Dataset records

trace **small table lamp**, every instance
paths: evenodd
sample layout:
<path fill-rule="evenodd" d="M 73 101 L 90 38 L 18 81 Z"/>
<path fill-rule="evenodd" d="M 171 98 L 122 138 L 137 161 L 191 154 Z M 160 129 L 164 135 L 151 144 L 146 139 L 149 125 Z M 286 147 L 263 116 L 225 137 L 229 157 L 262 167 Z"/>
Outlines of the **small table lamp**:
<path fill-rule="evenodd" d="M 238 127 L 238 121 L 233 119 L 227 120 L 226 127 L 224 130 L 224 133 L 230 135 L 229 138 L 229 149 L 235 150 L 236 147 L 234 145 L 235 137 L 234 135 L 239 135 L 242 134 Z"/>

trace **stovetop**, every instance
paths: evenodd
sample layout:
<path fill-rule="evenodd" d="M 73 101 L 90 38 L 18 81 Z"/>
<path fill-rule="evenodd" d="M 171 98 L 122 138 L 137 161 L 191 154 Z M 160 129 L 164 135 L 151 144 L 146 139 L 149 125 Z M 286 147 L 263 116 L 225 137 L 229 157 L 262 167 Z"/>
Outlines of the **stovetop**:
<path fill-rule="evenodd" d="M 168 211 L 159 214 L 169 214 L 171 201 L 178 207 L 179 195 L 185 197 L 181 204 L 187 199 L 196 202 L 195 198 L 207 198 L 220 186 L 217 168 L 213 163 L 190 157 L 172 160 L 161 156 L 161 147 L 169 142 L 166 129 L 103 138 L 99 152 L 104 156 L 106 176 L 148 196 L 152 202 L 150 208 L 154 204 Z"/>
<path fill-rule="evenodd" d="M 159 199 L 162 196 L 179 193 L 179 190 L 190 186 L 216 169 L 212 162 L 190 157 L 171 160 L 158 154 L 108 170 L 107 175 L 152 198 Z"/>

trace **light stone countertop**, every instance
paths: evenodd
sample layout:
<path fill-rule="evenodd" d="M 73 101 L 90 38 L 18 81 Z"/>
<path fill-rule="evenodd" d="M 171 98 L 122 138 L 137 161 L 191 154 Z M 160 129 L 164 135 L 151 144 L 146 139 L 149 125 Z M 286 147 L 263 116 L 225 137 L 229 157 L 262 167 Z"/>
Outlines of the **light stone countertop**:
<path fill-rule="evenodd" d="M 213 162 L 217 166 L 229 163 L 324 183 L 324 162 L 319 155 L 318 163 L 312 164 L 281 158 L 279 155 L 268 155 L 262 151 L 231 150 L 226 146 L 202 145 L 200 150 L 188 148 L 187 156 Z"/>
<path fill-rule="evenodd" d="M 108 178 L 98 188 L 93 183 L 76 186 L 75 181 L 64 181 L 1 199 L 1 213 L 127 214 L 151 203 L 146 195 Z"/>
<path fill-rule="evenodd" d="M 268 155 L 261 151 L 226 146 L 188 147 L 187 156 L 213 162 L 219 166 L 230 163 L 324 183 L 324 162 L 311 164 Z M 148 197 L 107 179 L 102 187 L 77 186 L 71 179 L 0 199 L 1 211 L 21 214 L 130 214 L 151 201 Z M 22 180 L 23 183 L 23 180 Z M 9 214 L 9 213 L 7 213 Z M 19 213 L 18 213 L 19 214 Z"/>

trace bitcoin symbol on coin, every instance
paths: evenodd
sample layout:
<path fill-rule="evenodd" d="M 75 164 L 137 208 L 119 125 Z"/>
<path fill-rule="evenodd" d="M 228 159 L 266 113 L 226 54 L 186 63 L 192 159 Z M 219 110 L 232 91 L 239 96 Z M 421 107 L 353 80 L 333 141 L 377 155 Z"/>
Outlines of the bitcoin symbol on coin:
* * *
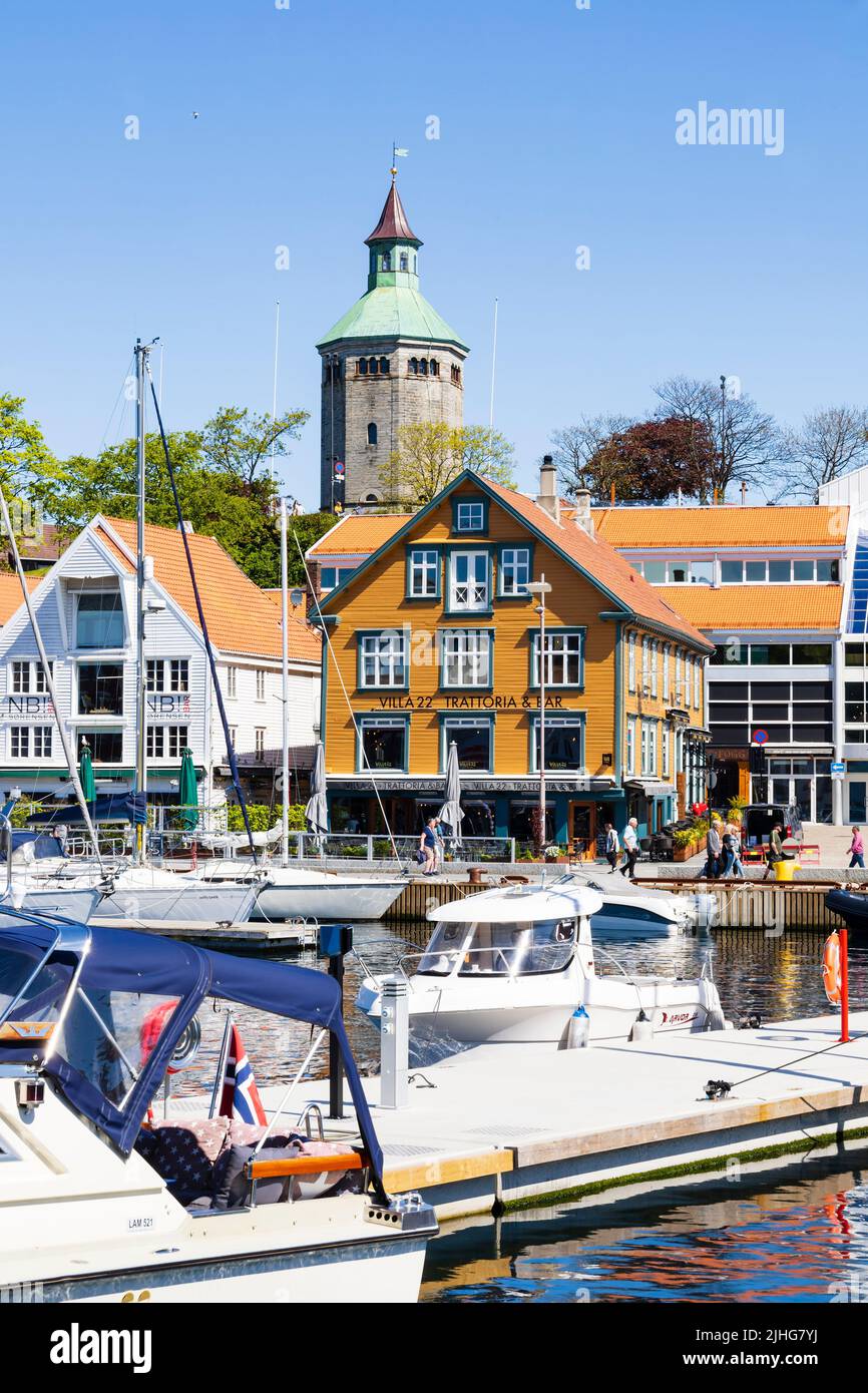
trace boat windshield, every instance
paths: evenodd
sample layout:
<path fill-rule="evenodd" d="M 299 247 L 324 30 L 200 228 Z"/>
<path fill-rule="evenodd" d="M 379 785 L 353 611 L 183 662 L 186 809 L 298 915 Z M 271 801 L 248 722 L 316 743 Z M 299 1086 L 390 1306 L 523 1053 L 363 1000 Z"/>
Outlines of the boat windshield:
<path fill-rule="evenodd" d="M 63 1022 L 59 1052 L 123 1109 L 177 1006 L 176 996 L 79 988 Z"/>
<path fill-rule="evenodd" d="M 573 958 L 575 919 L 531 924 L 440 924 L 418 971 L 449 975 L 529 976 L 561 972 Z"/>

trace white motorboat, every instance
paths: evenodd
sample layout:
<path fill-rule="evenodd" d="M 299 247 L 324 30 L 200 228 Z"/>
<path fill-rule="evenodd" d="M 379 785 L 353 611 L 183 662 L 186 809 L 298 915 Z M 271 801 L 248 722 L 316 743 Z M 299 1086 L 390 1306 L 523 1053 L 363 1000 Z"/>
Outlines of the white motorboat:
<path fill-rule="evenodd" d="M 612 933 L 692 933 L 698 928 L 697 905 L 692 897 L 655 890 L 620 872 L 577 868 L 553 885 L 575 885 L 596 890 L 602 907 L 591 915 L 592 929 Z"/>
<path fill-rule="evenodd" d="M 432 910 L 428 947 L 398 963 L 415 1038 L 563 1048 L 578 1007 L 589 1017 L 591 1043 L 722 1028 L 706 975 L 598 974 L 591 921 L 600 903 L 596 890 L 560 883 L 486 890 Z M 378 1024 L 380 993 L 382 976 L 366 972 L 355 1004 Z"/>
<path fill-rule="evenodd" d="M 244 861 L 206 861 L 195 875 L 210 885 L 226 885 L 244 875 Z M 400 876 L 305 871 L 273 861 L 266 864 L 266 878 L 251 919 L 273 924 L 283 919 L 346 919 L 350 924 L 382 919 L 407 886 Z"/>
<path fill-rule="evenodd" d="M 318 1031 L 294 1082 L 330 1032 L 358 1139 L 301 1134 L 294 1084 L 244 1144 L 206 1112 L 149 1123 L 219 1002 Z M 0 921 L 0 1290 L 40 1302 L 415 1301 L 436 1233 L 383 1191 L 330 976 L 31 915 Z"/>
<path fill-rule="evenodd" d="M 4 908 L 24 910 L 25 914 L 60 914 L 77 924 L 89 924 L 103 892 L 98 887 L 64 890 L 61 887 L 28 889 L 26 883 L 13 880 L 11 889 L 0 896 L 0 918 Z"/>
==
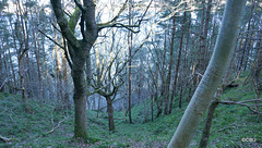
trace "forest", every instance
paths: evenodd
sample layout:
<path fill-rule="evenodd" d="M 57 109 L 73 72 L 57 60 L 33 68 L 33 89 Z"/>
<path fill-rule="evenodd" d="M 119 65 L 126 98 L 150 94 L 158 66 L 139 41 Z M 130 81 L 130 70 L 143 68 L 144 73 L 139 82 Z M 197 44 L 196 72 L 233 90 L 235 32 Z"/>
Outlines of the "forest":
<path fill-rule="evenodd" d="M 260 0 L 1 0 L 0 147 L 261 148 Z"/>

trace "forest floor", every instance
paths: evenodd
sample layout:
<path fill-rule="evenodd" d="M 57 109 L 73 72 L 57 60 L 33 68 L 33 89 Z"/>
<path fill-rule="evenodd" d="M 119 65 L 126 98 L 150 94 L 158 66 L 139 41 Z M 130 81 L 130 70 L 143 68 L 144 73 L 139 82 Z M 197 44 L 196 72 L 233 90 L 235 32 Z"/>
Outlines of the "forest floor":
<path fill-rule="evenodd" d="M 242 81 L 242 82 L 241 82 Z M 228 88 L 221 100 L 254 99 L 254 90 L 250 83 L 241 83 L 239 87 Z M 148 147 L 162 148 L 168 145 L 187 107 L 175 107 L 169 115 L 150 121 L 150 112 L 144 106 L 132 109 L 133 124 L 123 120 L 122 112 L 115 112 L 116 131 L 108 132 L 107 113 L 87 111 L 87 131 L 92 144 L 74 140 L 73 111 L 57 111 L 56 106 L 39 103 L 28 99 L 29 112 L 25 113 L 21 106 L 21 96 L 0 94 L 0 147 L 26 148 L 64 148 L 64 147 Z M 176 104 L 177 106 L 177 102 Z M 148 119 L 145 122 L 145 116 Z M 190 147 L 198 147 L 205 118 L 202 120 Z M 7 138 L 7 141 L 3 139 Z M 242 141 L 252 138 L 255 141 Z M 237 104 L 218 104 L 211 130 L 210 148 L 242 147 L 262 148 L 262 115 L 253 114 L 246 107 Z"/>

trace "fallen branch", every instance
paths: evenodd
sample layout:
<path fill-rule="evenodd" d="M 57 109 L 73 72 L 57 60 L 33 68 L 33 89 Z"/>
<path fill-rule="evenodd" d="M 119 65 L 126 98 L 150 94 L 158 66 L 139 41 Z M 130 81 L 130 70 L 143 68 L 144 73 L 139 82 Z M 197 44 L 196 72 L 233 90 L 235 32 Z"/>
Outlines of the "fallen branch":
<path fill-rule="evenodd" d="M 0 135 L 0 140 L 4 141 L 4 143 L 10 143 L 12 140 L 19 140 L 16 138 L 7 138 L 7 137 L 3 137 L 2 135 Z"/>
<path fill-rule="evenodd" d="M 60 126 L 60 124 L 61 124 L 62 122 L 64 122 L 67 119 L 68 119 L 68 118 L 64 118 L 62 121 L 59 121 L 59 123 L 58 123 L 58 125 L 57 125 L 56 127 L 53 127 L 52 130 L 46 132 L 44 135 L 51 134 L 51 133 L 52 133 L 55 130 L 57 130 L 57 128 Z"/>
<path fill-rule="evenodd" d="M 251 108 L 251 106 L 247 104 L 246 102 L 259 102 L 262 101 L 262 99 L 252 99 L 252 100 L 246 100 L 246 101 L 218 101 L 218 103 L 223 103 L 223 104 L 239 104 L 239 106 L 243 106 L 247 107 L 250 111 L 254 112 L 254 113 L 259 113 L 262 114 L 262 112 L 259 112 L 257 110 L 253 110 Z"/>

--- PROBLEM TO SOLVE ---
Copy each line of the rows above that contains the string "every", treating uppercase and lowercase as different.

--- TASK OUTPUT ---
trace **small table lamp**, every instance
trace **stovetop**, every instance
trace **light stone countertop**, every instance
trace bitcoin symbol on coin, every instance
trace boat windshield, every instance
trace white motorboat, every instance
trace "forest", every instance
trace "forest floor", every instance
trace "fallen branch", every instance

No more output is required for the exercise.